Partager la publication "La question du report des heures déficitaires et excédentaires de l’agent d’une année à l’autre"
Aménagement et annualisation du temps de travail
Il ressort de ces dispositions que le temps de travail effectué dans les établissements relevant des trois versants est envisagé sur la base d’une limite annuelle.
Les dispositions réglementaires applicables ont même entendu permettre aux administrations d’aménager le temps de travail de leurs agents, à la fois pour emplir cette exigence, tout en conservant une certaine souplesse d’organisation.
Dans le versant hospitalier de la fonction publique, si les cycles de travail ne peuvent pas dépasser 12 semaines, il est désormais envisageable, par dérogation et par accord collectif, d’annualiser le temps de travail pour « s’ajuster aux variations de l’activité tout au long de l’année civile ».
Difficultés pratiques et jurisprudence
Dans la pratique, et en dépit de ce tout dernier dispositif introduit récemment, il est difficile de respecter ce principe, notamment en raison des difficultés liées au manque d’attractivité de certaines professions, qui engendre un important sous-effectif au sein des services et, partant, un recours accru à certains agents, qui cumulent, d’année en année, de nombreuses heures.

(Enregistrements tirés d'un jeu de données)
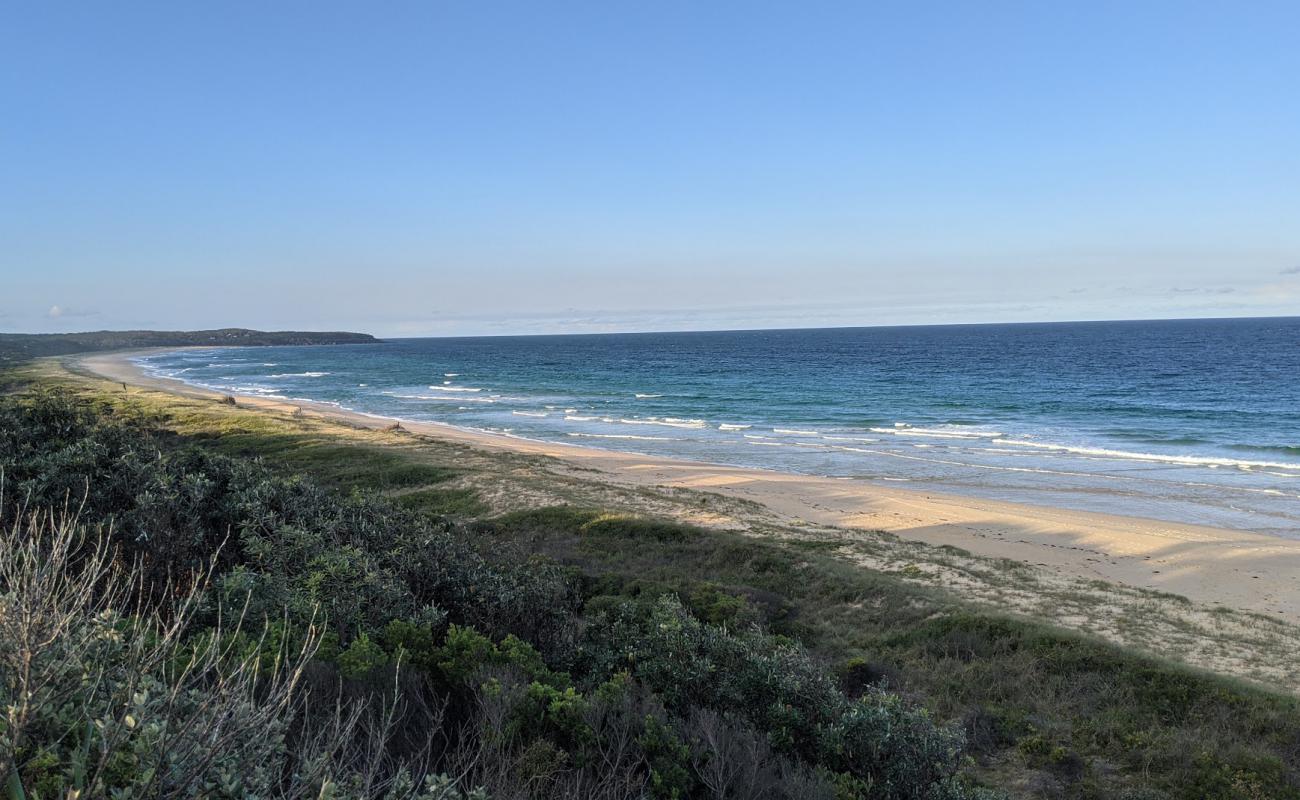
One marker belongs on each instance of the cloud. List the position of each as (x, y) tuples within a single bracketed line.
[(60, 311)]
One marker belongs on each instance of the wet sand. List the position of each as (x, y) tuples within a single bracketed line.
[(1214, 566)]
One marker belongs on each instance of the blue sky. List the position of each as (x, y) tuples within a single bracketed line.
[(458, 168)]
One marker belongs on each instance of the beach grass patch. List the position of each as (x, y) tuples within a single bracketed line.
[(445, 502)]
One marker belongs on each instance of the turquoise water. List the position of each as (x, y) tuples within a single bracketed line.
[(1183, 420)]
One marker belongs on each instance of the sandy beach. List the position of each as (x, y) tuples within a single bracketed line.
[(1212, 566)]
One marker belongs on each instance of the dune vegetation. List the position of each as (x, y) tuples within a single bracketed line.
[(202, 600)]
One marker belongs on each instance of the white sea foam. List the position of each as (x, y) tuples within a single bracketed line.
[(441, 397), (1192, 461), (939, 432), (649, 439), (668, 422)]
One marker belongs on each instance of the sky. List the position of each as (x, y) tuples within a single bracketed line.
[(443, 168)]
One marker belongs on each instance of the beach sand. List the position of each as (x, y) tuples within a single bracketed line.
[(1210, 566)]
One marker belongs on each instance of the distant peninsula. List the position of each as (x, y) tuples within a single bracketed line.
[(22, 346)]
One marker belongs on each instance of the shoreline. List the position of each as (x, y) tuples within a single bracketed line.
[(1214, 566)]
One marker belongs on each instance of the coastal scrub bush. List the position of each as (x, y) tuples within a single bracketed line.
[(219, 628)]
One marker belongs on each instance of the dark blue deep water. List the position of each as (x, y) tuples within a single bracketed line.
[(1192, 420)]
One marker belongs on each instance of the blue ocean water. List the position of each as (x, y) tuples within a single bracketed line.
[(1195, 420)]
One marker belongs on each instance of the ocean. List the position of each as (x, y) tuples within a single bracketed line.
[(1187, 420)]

CONSIGNE 1>
Répondez à ces questions d'après le texte sur le temps de travail :
(a) Sur quelle base le temps de travail est-il envisagé dans les établissements des trois versants ?
(b) Dans le versant hospitalier, quelle durée les cycles de travail ne peuvent-ils pas dépasser ?
(c) D'après le texte, qu'est-ce qui engendre un important sous-effectif dans les services ?
CONSIGNE 2>
Dites si chaque affirmation s'accorde avec le texte sur le temps de travail, en citant les mots qui le montrent :
(a) Dans le versant hospitalier, on peut annualiser le temps de travail par dérogation et par accord collectif.
(b) Les cycles de travail du versant hospitalier peuvent dépasser 12 semaines.
(c) En pratique, le principe est facile à respecter.
CONSIGNE 3>
Modifiez le texte sur le temps de travail : recopiez tout le passage, de « Dans le versant » jusqu'à « de nombreuses heures. », en remplaçant « sous-effectif » par « manque de personnel ».
Ce listing n'a aucun lien avec le texte sur le temps de travail.

VOTRE RÉPONSE 1>
(a) Sur la base d'une limite annuelle.
(b) 12 semaines.
(c) Le manque d'attractivité de certaines professions.

VOTRE RÉPONSE 2>
(a) Oui : « il est désormais envisageable, par dérogation et par accord collectif, d’annualiser le temps de travail ».
(b) Non : « si les cycles de travail ne peuvent pas dépasser 12 semaines ».
(c) Non : « il est difficile de respecter ce principe ».

VOTRE RÉPONSE 3>
Dans le versant hospitalier de la fonction publique, si les cycles de travail ne peuvent pas dépasser 12 semaines, il est désormais envisageable, par dérogation et par accord collectif, d’annualiser le temps de travail pour « s’ajuster aux variations de l’activité tout au long de l’année civile ».
Difficultés pratiques et jurisprudence
Dans la pratique, et en dépit de ce tout dernier dispositif introduit récemment, il est difficile de respecter ce principe, notamment en raison des difficultés liées au manque d’attractivité de certaines professions, qui engendre un important manque de personnel au sein des services et, partant, un recours accru à certains agents, qui cumulent, d’année en année, de nombreuses heures.